## [WRITTEN EXERCISE A]
Answer these questions from the paid sick time article:
(i) Which two shifting relationships does part three name?
(ii) What kind of effort does the Act require of employees when giving notice of foreseeable leave?
(iii) According to informal communications with the ICA, what should an employer not do when employees fail to give advance notice of an unforeseeable leave?
## [WRITTEN EXERCISE B]
For each statement, say whether it agrees with the paid sick time article. Quote the words of the article that decide it.
(i) Employers may post the ICA's notices "as is" to fulfill their notice-posting requirements.
(ii) An employer may interfere with an employee's right to use any of the available options when requesting earned paid sick time.
(iii) The final installment in the series gives employers tips on drafting sick leave policies.

## [SOURCE DOCUMENT]
※ ※ ※
Part three covers the Act’s notice requirements, record-keeping issues the Act presents, and obligations under the Act for shifting relationships such as successors and the transition from temporary to permanent employee. In addition, the final installment in this series provides tips for employers in drafting their compliant sick leave policies.
Notice and Record-Keeping Issues
ICA’s Form Notices to Be Posted in English and Spanish
While employers may use their own notices that contain mandatory provisions called for in the Act, the ICA has created its own compliant notices in both English and , which employers may post “as is” and fulfill their notice-posting requirements.
Can Employers Dictate How Employees Provide Notice of Taking Paid Sick Time?
The Act requires employees to make a “good faith effort” to provide their employers notice of “foreseeable” leave, and even allows employers to create and publish (in advance) policies for giving notice of leave (both foreseeable and not foreseeable). Employers should be cautious not to impose unreasonable temporal requirements on notice required for PST, especially on unforeseen PST usage.
However, the ICA has announced that employers generally cannot restrict how an employee provides notice of an upcoming leave covered under the Act. In a recently published FAQ, the ICA reiterates the language of the Act in which it “permits an employee to use any available option (orally, in writing, by electronic means, or by any other means acceptable to the employer) when requesting earned paid sick time. An employer is not permitted to interfere with an employee’s right to use any of the available options.” (Emphasis added).
Exactly what constitutes “interference” likely will be the subject of further administrative interpretation or litigation. For example, employers should be well within their rights to implement rules that require employees to give reasonable notice in advance of a foreseeable PST leave. However, with unforeseeable leaves the ICA would not look favorably on any requirement that the employee must provide advance notice before taking such leave, or suffer possible adverse consequences. According to informal communications with the ICA, at most, an employer may publish reasonable requirements for how to give notice but should not punish employees if they fail to give advance notice of an unforeseeable leave.
※ ※ ※
## [DATA SHOWN]
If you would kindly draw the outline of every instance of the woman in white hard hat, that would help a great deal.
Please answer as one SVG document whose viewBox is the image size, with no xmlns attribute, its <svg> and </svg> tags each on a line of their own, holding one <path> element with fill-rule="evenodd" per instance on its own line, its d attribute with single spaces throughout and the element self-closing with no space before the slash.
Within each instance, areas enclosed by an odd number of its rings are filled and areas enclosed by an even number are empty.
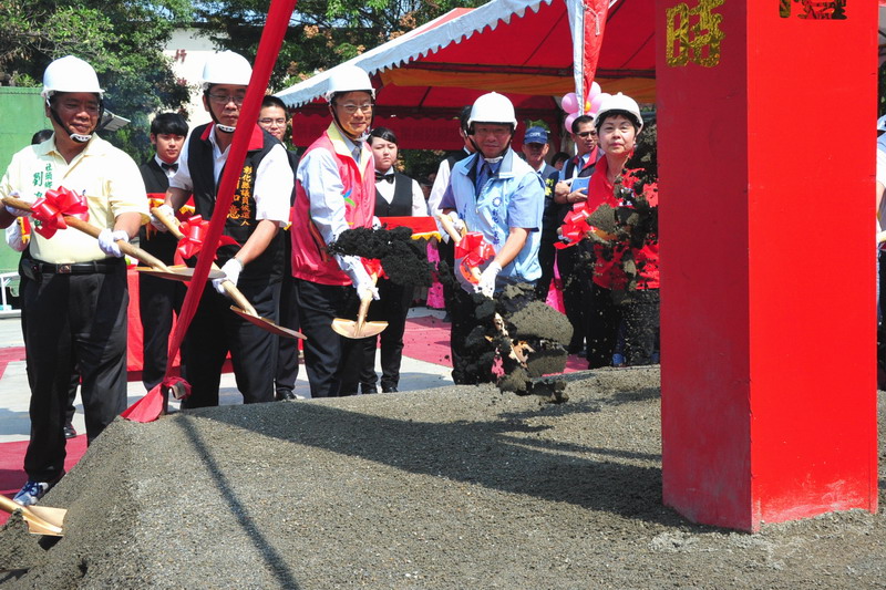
※ ※ ※
## [EXERCISE SOLUTION A]
(i) Successors and the transition from temporary to permanent employee.
(ii) A "good faith effort."
(iii) It should not punish them.

## [EXERCISE SOLUTION B]
(i) Yes: "which employers may post “as is” and fulfill their notice-posting requirements."
(ii) No: "An employer is not permitted to interfere with an employee’s right to use any of the available options."
(iii) Yes: "the final installment in this series provides tips for employers in drafting their compliant sick leave policies."